Render every line of the listing below as a Markdown table with the columns "Number" and "Entry", numbering the rows in order and omitting blank lines. Leave out the pictures.
----------
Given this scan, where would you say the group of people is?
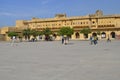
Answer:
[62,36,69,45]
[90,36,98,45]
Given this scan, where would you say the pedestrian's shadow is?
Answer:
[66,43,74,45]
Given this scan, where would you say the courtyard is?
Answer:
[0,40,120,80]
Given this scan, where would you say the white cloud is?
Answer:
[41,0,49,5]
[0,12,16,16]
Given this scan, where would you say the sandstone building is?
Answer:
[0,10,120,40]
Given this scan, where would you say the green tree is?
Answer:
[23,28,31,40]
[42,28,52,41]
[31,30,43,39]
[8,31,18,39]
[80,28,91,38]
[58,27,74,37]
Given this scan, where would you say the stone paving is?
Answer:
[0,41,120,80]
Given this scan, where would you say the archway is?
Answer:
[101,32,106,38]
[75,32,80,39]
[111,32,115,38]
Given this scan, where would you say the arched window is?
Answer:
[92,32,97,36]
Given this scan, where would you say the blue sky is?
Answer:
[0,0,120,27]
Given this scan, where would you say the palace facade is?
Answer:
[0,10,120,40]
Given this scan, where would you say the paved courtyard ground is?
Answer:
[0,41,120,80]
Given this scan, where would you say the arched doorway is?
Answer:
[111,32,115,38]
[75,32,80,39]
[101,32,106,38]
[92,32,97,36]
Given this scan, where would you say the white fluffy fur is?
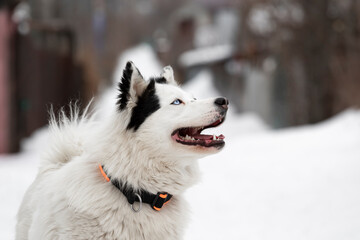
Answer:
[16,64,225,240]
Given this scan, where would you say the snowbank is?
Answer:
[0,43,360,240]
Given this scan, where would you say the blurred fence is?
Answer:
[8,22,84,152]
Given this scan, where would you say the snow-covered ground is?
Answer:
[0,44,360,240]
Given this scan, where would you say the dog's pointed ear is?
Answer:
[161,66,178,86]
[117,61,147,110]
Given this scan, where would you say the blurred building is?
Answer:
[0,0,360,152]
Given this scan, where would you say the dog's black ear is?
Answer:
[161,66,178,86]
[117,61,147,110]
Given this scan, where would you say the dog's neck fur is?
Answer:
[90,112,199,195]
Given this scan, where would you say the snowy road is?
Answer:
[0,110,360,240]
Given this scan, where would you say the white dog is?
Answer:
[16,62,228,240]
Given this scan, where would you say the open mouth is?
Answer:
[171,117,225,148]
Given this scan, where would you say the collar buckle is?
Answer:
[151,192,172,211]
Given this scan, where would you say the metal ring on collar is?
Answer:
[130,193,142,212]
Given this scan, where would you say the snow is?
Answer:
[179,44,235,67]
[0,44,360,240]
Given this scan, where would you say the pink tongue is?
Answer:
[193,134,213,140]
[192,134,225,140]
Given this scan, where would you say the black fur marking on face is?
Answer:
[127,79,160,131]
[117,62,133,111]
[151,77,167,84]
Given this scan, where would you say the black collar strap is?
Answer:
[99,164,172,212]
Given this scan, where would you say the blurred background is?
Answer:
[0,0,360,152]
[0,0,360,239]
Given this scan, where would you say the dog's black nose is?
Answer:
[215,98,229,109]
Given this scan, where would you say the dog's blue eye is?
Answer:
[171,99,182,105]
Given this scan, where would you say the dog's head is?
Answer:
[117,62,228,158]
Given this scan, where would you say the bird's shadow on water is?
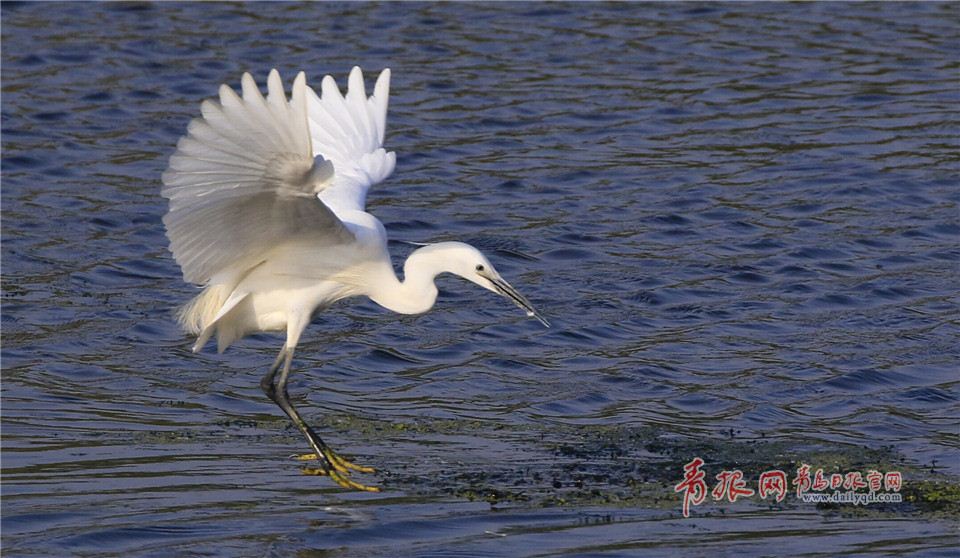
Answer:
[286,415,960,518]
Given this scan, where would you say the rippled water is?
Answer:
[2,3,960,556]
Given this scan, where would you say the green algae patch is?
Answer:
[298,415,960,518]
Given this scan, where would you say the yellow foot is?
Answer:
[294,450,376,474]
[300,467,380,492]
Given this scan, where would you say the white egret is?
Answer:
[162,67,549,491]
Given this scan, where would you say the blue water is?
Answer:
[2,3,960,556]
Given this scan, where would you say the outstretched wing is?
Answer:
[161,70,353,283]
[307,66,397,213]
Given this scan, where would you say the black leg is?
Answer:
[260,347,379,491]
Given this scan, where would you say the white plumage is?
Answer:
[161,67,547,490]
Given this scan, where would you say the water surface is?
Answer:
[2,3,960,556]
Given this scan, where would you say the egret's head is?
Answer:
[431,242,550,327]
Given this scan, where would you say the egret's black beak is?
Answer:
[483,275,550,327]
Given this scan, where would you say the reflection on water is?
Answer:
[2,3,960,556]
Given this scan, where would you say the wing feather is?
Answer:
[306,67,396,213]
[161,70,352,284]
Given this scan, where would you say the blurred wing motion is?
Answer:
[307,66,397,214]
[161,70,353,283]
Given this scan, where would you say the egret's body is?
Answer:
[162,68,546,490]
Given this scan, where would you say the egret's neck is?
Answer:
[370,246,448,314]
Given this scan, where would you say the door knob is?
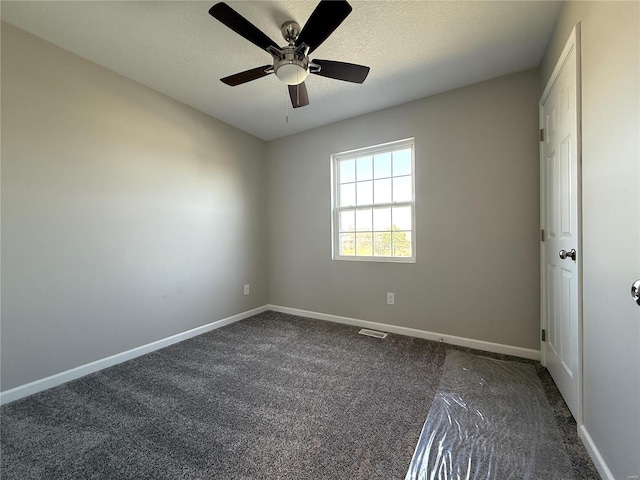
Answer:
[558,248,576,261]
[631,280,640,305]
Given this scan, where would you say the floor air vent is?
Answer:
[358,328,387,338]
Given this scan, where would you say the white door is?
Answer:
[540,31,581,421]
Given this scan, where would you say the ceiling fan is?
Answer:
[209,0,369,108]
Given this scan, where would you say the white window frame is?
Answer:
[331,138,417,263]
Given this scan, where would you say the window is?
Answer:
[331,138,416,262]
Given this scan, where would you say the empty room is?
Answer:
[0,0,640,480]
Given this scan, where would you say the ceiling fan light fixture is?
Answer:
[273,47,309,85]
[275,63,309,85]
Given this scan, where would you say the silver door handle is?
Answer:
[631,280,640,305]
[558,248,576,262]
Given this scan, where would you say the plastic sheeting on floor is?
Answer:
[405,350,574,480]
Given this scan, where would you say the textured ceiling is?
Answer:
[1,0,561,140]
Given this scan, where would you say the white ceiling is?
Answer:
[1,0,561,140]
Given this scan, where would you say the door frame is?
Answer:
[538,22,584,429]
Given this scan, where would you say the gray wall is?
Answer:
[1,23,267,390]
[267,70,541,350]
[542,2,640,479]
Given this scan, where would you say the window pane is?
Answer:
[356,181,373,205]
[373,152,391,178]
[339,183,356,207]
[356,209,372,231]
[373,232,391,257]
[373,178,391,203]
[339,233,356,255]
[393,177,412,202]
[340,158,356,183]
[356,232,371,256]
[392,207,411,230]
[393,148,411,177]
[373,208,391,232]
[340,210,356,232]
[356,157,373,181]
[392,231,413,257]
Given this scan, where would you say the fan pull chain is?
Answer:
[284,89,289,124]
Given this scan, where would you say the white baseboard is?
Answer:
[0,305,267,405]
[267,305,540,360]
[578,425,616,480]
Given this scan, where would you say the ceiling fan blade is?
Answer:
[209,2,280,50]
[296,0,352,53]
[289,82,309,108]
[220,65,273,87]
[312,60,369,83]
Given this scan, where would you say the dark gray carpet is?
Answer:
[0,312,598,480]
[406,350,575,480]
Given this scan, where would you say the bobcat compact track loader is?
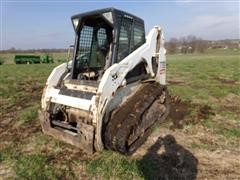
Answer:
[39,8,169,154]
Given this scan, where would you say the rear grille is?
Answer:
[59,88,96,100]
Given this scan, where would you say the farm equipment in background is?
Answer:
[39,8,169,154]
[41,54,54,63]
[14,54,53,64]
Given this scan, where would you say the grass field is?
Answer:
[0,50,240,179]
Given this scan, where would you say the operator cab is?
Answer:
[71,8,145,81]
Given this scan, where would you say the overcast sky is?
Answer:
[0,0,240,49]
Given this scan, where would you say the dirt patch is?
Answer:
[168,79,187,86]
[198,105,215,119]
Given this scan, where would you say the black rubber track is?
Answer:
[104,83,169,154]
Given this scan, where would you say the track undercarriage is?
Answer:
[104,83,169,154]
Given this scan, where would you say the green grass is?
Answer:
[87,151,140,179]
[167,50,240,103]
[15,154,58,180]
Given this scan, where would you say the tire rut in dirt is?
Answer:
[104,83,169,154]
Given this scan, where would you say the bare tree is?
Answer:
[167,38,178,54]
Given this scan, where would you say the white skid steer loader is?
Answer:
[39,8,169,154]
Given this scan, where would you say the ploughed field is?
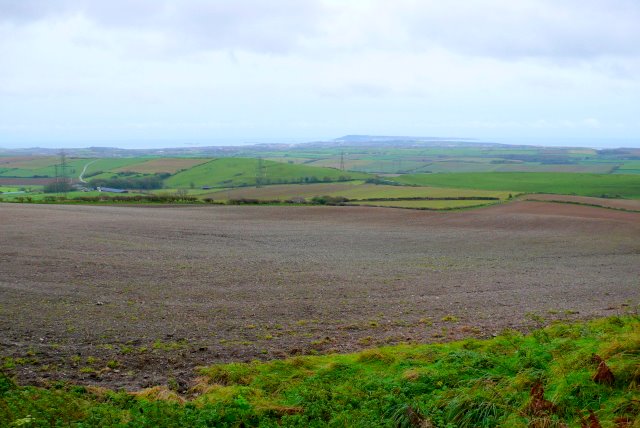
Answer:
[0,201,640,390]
----------
● **ANSWER FOR THE TASK**:
| Number | Entry |
|---|---|
| 1 | Given this scan, where would you say the group of people is? |
| 2 | Answer: |
| 3 | [62,36,69,45] |
| 4 | [90,36,98,45] |
| 5 | Given this scan, where would you say the pedestrian's shadow is? |
| 6 | Answer: |
| 7 | [66,43,74,45] |
| 8 | Given this scan, where would you say the courtyard is? |
| 9 | Answer: |
| 10 | [0,40,120,80] |
| 11 | Given this scan, where would you say the white cloud is? |
| 12 | Answer: |
| 13 | [41,0,49,5] |
| 14 | [0,12,16,16] |
| 15 | Given this scan, where would you say the sandstone building is? |
| 16 | Answer: |
| 17 | [0,10,120,40] |
| 18 | Given this scan, where would you say the green tree is? |
| 19 | Answer: |
| 20 | [23,28,31,40] |
| 21 | [42,28,52,41] |
| 22 | [31,30,43,39] |
| 23 | [8,31,18,39] |
| 24 | [80,28,91,38] |
| 25 | [58,27,74,37] |
| 26 | Given this scan, where would you say the stone paving is? |
| 27 | Answer: |
| 28 | [0,41,120,80] |
| 29 | Given this scan, where would you say the archway is? |
| 30 | Answer: |
| 31 | [101,32,106,38] |
| 32 | [75,32,80,39] |
| 33 | [111,32,115,38] |
| 34 | Given this scan, where would you say the arched window is? |
| 35 | Answer: |
| 36 | [92,32,97,36] |
| 37 | Given this scan, where would you say the blue sky is? |
| 38 | Answer: |
| 39 | [0,0,120,27] |
| 40 | Given this scan, where would you say the palace facade is? |
| 41 | Answer: |
| 42 | [0,10,120,40] |
| 43 | Given this scan, where would you say the paved courtyard ground is? |
| 44 | Answer: |
| 45 | [0,41,120,80] |
| 46 | Given this scan, where would you say the arched doorway is? |
| 47 | Answer: |
| 48 | [111,32,115,38] |
| 49 | [75,32,80,39] |
| 50 | [101,32,106,38] |
| 51 | [92,32,97,36] |
| 52 | Given this scan, where would you say the white fluffy fur is? |
| 53 | Answer: |
| 54 | [16,64,225,240] |
| 55 | Given this scan, where would you say the snowbank is? |
| 56 | Answer: |
| 57 | [0,43,360,240] |
| 58 | Given this scan, where would you say the blurred fence is? |
| 59 | Answer: |
| 60 | [8,22,84,152] |
| 61 | Given this scan, where would you say the snow-covered ground is? |
| 62 | Answer: |
| 63 | [0,44,360,240] |
| 64 | Given this scan, where would you say the dog's pointed ear is? |
| 65 | Answer: |
| 66 | [161,66,178,86] |
| 67 | [117,61,147,110] |
| 68 | Given this scan, where would you say the blurred building is? |
| 69 | Answer: |
| 70 | [0,0,360,152] |
| 71 | Given this scan, where would you say the dog's black ear is? |
| 72 | Answer: |
| 73 | [161,66,178,86] |
| 74 | [117,61,147,110] |
| 75 | Given this scan, where would you say the dog's neck fur is? |
| 76 | Answer: |
| 77 | [90,112,199,195] |
| 78 | Given this scan, where would you say the snowy road is? |
| 79 | Answer: |
| 80 | [0,110,360,240] |
| 81 | Given this scan, where would you say the white dog is? |
| 82 | Answer: |
| 83 | [16,62,228,240] |
| 84 | Given this scan, where would you say the open mouth is? |
| 85 | Answer: |
| 86 | [171,117,225,148] |
| 87 | Given this scan, where would you say the collar buckle is? |
| 88 | Answer: |
| 89 | [151,192,172,211] |
| 90 | Given this scan, where would you say the metal ring on collar is? |
| 91 | Answer: |
| 92 | [130,193,142,212] |
| 93 | Given this scan, where would you say the snow is? |
| 94 | Answer: |
| 95 | [179,44,235,67] |
| 96 | [0,44,360,240] |
| 97 | Given this scan, where would you say the pink tongue is? |
| 98 | Answer: |
| 99 | [193,134,213,140] |
| 100 | [192,134,225,140] |
| 101 | Given this scan, where would you say the black fur marking on face is? |
| 102 | Answer: |
| 103 | [127,79,160,131] |
| 104 | [117,62,133,111] |
| 105 | [151,77,167,84] |
| 106 | Given this scan, where would you say the black collar strap is? |
| 107 | Answer: |
| 108 | [99,164,172,212] |
| 109 | Given this scan, where would you say the blurred background is? |
| 110 | Answer: |
| 111 | [0,0,360,152] |
| 112 | [0,0,360,239] |
| 113 | Given this scan, where would you say the dog's black nose is? |
| 114 | Answer: |
| 115 | [215,98,229,109] |
| 116 | Given this scan, where would you say the dog's blue eye is? |
| 117 | Answer: |
| 118 | [171,99,182,105] |
| 119 | Given this scan, where would you say the dog's head is? |
| 120 | Answer: |
| 121 | [117,62,228,158] |
| 122 | Given this scan, where would you say the bird's shadow on water is? |
| 123 | Answer: |
| 124 | [286,415,960,518] |
| 125 | Given this scan, where would you say the rippled water is? |
| 126 | Answer: |
| 127 | [2,3,960,556] |
| 128 | Given this scan, where would you say the green algae patch is? |
| 129 | Answer: |
| 130 | [298,415,960,518] |
| 131 | Given this scan, where would you say the yellow foot is? |
| 132 | Answer: |
| 133 | [294,450,376,474] |
| 134 | [300,467,380,492] |
| 135 | Given this scan, where would you say the white egret is? |
| 136 | Answer: |
| 137 | [162,67,549,491] |
| 138 | Given this scan, where would you say the blue water is? |
| 139 | Answer: |
| 140 | [2,3,960,556] |
| 141 | Given this scan, where would you say the outstretched wing is? |
| 142 | Answer: |
| 143 | [161,70,353,283] |
| 144 | [307,66,397,213] |
| 145 | Given this scan, where would you say the black leg is? |
| 146 | Answer: |
| 147 | [260,347,379,491] |
| 148 | Given this scan, where would you say the white plumage is? |
| 149 | Answer: |
| 150 | [161,67,547,490] |
| 151 | Given this scan, where would you say the water surface is? |
| 152 | Answer: |
| 153 | [2,3,960,556] |
| 154 | Given this scan, where would you say the egret's head is? |
| 155 | Answer: |
| 156 | [431,242,550,327] |
| 157 | Given this scan, where would you say the egret's black beak is? |
| 158 | Answer: |
| 159 | [483,275,550,327] |
| 160 | Given this scan, where would you say the reflection on water is? |
| 161 | Answer: |
| 162 | [2,3,960,556] |
| 163 | Given this scan, where would you say the wing feather is? |
| 164 | Answer: |
| 165 | [306,67,396,213] |
| 166 | [161,70,352,284] |
| 167 | Given this scan, where would you say the blurred wing motion is? |
| 168 | Answer: |
| 169 | [307,66,397,214] |
| 170 | [161,70,353,283] |
| 171 | Given this scan, where would you say the egret's body is? |
| 172 | Answer: |
| 173 | [162,68,546,490] |
| 174 | Given this scan, where would you say the egret's neck is? |
| 175 | Answer: |
| 176 | [370,246,448,314] |
| 177 | Given this scan, where would you say the door knob is? |
| 178 | Answer: |
| 179 | [558,248,576,261] |
| 180 | [631,280,640,305] |
| 181 | Given this scan, where would you say the floor air vent is? |
| 182 | Answer: |
| 183 | [358,328,387,338] |
| 184 | Given this scan, where would you say the white door is? |
| 185 | Answer: |
| 186 | [540,31,581,421] |
| 187 | Given this scan, where would you say the ceiling fan is? |
| 188 | Answer: |
| 189 | [209,0,369,108] |
| 190 | Given this scan, where would you say the white window frame is? |
| 191 | Answer: |
| 192 | [331,138,417,263] |
| 193 | Given this scan, where would you say the window is? |
| 194 | Answer: |
| 195 | [331,138,416,262] |
| 196 | Given this scan, where would you say the empty room is? |
| 197 | Answer: |
| 198 | [0,0,640,480] |
| 199 | Given this scan, where would you say the ceiling fan light fixture is? |
| 200 | Answer: |
| 201 | [273,47,309,85] |
| 202 | [275,63,309,85] |
| 203 | Given this scan, where would you say the silver door handle is? |
| 204 | Answer: |
| 205 | [631,280,640,305] |
| 206 | [558,248,576,262] |
| 207 | Given this scan, where would you say the plastic sheeting on floor is? |
| 208 | Answer: |
| 209 | [405,350,574,480] |
| 210 | Given this scan, where would you say the textured ceiling is? |
| 211 | Answer: |
| 212 | [1,0,561,140] |
| 213 | Given this scan, where would you say the white ceiling is? |
| 214 | Answer: |
| 215 | [1,0,561,140] |
| 216 | Given this scan, where would you say the door frame is? |
| 217 | Answer: |
| 218 | [538,22,584,429] |
| 219 | Given this scan, where would you say the gray wall is? |
| 220 | Answer: |
| 221 | [1,23,267,390] |
| 222 | [267,70,541,350] |
| 223 | [542,2,640,479] |
| 224 | Given this scan, where would you say the window pane is? |
| 225 | Answer: |
| 226 | [356,181,373,205] |
| 227 | [373,152,391,178] |
| 228 | [339,183,356,207] |
| 229 | [356,209,372,231] |
| 230 | [373,232,391,257] |
| 231 | [373,178,391,203] |
| 232 | [339,233,356,255] |
| 233 | [393,177,412,202] |
| 234 | [340,158,356,183] |
| 235 | [356,232,371,256] |
| 236 | [392,207,411,230] |
| 237 | [393,148,411,177] |
| 238 | [373,208,391,232] |
| 239 | [340,210,356,232] |
| 240 | [356,157,373,181] |
| 241 | [392,231,413,257] |
| 242 | Given this scan, where would you say the fan pull chain is? |
| 243 | Answer: |
| 244 | [284,89,289,124] |
| 245 | Given this scan, where would you say the white baseboard is? |
| 246 | Answer: |
| 247 | [0,305,267,405] |
| 248 | [267,305,540,360] |
| 249 | [578,425,616,480] |
| 250 | Given this scan, where would you say the ceiling fan blade is? |
| 251 | Answer: |
| 252 | [209,2,280,50] |
| 253 | [296,0,352,53] |
| 254 | [289,82,309,108] |
| 255 | [220,65,273,87] |
| 256 | [312,60,369,83] |
| 257 | Given this scan, where would you say the dark gray carpet is? |
| 258 | Answer: |
| 259 | [0,312,598,480] |
| 260 | [406,350,575,480] |
| 261 | Given this scan, where would you say the bobcat compact track loader is? |
| 262 | Answer: |
| 263 | [39,8,169,154] |
| 264 | Given this scan, where would you say the rear grille is? |
| 265 | Answer: |
| 266 | [59,88,96,100] |
| 267 | Given this scan, where would you say the farm equipment in background is? |
| 268 | Answer: |
| 269 | [39,8,169,154] |
| 270 | [41,54,54,63] |
| 271 | [14,54,53,64] |
| 272 | Given this scan, where would you say the grass field is? |
| 273 | Answer: |
| 274 | [0,50,240,179] |
| 275 | Given this scan, where would you say the operator cab is? |
| 276 | Answer: |
| 277 | [71,8,145,81] |
| 278 | Given this scan, where would you say the overcast sky is? |
| 279 | Answer: |
| 280 | [0,0,240,49] |
| 281 | Given this scan, where would you say the dirt patch is? |
| 282 | Answer: |
| 283 | [168,79,187,86] |
| 284 | [198,105,215,119] |
| 285 | Given this scan, where would you say the black rubber track is? |
| 286 | Answer: |
| 287 | [104,83,169,154] |
| 288 | Given this scan, where would you say the track undercarriage is? |
| 289 | Answer: |
| 290 | [104,83,169,154] |
| 291 | Given this scan, where would you say the green grass is? |
| 292 | Answer: |
| 293 | [87,151,140,179] |
| 294 | [167,50,240,103] |
| 295 | [15,154,58,180] |
| 296 | Given this scan, where would you say the tire rut in dirt is? |
| 297 | Answer: |
| 298 | [104,83,169,154] |
| 299 | Given this scan, where would you say the bare tree is? |
| 300 | Answer: |
| 301 | [167,38,178,54] |
| 302 | Given this scan, where would you say the white skid steer loader is? |
| 303 | Answer: |
| 304 | [39,8,169,154] |
| 305 | Given this scan, where would you say the ploughed field is? |
| 306 | Answer: |
| 307 | [0,201,640,390] |